YOUR GOAL ▸ A complete and exact copy of the data below is the task.

[Opening RECORDS FOR PROCESSING section]

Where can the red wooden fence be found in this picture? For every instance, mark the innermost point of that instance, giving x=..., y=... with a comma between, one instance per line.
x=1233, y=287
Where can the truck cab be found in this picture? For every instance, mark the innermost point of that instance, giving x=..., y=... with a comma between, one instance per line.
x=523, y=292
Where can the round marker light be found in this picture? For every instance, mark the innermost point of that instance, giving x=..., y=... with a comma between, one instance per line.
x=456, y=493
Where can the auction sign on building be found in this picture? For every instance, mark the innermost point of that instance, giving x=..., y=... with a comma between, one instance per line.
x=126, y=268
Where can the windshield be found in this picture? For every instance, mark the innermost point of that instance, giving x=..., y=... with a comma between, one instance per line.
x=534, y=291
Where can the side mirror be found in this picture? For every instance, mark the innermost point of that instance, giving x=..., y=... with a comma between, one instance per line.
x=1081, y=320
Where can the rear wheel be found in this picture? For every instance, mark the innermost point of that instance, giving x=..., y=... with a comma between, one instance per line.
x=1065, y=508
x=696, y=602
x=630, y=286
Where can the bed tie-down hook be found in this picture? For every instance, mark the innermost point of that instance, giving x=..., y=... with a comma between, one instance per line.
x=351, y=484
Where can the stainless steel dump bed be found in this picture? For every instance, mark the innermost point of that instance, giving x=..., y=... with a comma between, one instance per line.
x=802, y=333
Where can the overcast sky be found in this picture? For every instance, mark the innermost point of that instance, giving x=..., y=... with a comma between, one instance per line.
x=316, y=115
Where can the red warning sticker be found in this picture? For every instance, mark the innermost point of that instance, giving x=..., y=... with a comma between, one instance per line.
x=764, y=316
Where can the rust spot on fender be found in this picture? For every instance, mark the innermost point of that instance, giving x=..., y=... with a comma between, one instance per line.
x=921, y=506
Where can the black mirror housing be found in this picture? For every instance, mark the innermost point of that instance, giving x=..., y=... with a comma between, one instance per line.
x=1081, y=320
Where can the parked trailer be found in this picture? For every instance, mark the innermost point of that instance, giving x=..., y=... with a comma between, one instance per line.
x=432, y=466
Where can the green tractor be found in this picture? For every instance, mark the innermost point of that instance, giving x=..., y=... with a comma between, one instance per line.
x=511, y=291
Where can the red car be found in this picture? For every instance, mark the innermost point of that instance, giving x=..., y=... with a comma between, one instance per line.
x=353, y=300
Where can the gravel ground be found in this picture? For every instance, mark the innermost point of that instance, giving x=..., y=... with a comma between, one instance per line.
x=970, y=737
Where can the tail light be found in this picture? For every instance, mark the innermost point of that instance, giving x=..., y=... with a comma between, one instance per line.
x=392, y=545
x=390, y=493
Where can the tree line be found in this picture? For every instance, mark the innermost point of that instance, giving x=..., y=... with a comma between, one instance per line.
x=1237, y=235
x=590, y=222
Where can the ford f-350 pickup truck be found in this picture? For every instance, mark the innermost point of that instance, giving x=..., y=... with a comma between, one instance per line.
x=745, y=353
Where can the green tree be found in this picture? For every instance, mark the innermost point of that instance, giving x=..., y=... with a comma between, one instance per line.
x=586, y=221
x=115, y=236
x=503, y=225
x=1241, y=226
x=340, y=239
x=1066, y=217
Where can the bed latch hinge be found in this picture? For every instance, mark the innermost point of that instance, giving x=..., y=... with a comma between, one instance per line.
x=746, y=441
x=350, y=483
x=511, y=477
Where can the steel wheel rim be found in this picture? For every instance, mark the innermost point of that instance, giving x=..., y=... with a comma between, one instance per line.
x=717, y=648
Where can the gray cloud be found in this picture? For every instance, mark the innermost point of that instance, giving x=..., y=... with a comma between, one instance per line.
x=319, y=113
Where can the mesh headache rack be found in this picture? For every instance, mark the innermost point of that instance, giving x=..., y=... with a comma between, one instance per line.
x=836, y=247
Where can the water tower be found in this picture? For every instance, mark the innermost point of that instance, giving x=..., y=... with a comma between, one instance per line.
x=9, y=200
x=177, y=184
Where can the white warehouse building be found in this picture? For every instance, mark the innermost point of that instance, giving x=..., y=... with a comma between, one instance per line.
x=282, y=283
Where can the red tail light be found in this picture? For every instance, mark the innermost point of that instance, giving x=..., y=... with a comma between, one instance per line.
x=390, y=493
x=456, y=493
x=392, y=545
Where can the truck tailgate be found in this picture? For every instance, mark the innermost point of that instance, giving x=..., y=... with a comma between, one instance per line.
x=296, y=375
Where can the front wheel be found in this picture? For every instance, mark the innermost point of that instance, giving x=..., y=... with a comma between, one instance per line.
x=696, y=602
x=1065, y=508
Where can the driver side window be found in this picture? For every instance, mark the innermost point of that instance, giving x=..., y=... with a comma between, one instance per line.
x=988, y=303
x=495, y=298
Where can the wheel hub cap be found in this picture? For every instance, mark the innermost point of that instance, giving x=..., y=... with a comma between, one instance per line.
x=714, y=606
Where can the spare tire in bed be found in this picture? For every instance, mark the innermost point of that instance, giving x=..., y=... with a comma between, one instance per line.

[Closing RECORDS FOR PROCESSING section]

OUTPUT FOR THIS TASK ▸
Where can the red wooden fence be found in this picture? For every instance, mark the innermost point of that instance, giving x=..., y=... with a comma between, one instance per line.
x=1233, y=287
Where can the truck cab be found in this picture? For every instance, mark the innermost point of that instance, giving x=..., y=... with a comma between, one instance per line.
x=523, y=292
Where can the round marker light be found in this picture? For every instance, mark the innermost point of that instance, giving x=..., y=... with a comma between, one instance per line.
x=456, y=493
Where can the auction sign on building be found in this picture? For every instance, mark the innermost point of that instance, giving x=..., y=... with a comma between, one instance per line.
x=126, y=268
Where can the windshield be found in this picture? For every instance, mark the innermost point of that instance, giving x=..., y=... with a comma between, one instance per line.
x=534, y=291
Where can the side mirror be found in this picture? For every instance, mark the innermost point of that instance, giving x=..., y=... with a comma between, one instance per line.
x=1081, y=320
Where can the rear wheel be found in this picture? For every instance, mark the innermost point of that instance, giving x=..., y=... with a comma between, one instance per line.
x=1065, y=508
x=696, y=602
x=630, y=286
Where can the bed tie-down hook be found in this picture? For every instance, mark the innermost point of that instance, giving x=..., y=... with a comma between, one instance per line.
x=351, y=484
Where can the stainless steel dump bed be found in this picture? For every instance, mark the innermost point of that instance, giving x=..., y=... with a comma between, one instance per line.
x=802, y=333
Where can the overcast sky be found in this picture? For every instance, mark the innermost point of that instance, giving x=..., y=... with a comma between, one instance per line.
x=316, y=115
Where can the red warning sticker be found in this picture? For every instance, mark the innermost point of that instance, giving x=..., y=... with a comma between, one instance per line.
x=764, y=316
Where can the rust spot on fender be found in this picture? For every instance, mark the innermost point of that instance, giving x=..., y=... with a comma between, one instance per line.
x=921, y=506
Where can the black mirror housing be found in this picture? For every instance, mark the innermost point of that instance, giving x=..., y=... with a comma between, one instance per line.
x=1081, y=320
Where can the parked trailer be found in this picture? For every instance, mark the innermost point of that instance, giving x=..., y=... with a comma between, one instance per line.
x=432, y=466
Where can the green tractor be found in this picture? For every instance, mark the innermost point of that instance, giving x=..., y=... with a comma between, one instance per line.
x=511, y=291
Where can the red car be found in this picture? For every instance, mark the innermost point of that instance, giving x=..., y=... with a comma between, one instance per line.
x=353, y=300
Where can the gravel ground be found in this picture? For every instance, mark the innermost point of that instance, giving x=..., y=... with a comma between, one instance per line.
x=970, y=737
Where can the tail light be found in this picture? For every instance, mark the innermost point of that instance, giving x=..., y=... with a comma between, one instance per line.
x=392, y=545
x=390, y=493
Where can the tree line be found in this picture? For every instance, mark the innermost point of that instance, giving x=..., y=... with a comma between, one instance per line.
x=1237, y=235
x=590, y=222
Where can the ford f-350 pickup truck be found in this picture? For every instance, mark the innermost point of that instance, giving x=..., y=... with a comma between, one instance per line.
x=745, y=353
Where can the green tree be found in this picture? For every instance, mark the innermost point of that instance, giving x=..., y=... with a comma between, one instance per line.
x=586, y=221
x=115, y=236
x=503, y=225
x=1241, y=226
x=340, y=239
x=1066, y=217
Where can the bed latch hinge be found in this picture? For every instance, mark the innermost point of that instance, giving x=..., y=... with a comma between, one instance per line.
x=746, y=441
x=350, y=483
x=511, y=477
Where can the steel wheel rim be found in this picture? For every instance, mark the innermost point of that instance, giving x=..., y=... with a comma between, one instance per line.
x=717, y=648
Where can the gray cloud be found in this picture? For every instance, mark the innermost point of that instance, giving x=..., y=... with a comma between, one instance per line.
x=319, y=113
Where can the mesh headache rack be found in this picture? For every instance, mark the innermost point of that instance, giving x=..., y=... with a comma between, one instance per line.
x=836, y=247
Where can the water tower be found in this picture? For every instance, mark the innermost point of that instance, giving x=..., y=... with a comma between, one instance per line.
x=9, y=200
x=177, y=184
Where can the white warehouse building be found in this picture? For every instance, mark the innermost point of that instance, giving x=..., y=... with a comma between, one instance per line.
x=282, y=283
Where can the red tail light be found in this picture? For every instance, mark the innermost point of that instance, giving x=..., y=... with a comma between, one instance per line.
x=390, y=493
x=456, y=493
x=392, y=545
Where can the truck tailgate be found in this picture? For every instance, mark the innermost point of that instance, giving x=..., y=... with a comma between, one instance per line.
x=296, y=375
Where can the front wheel be found in this picture? For every instance, mark the innermost point of that instance, giving x=..., y=... with a comma between, one instance per line.
x=696, y=602
x=1065, y=508
Where can the driver side window be found in this picture? For every instance, mark the innermost point of that instance, giving x=..., y=... with a comma between, one instance per line.
x=988, y=303
x=495, y=298
Where can the wheel hub cap be found in this picture? For every instance, mark the innermost point of that instance, giving x=..., y=... with a comma between, one instance per line.
x=714, y=606
Where can the spare tire in bed be found in this picture? For every instance, mark the innermost point of that instance, giving x=..., y=... with a comma between, one instance per line.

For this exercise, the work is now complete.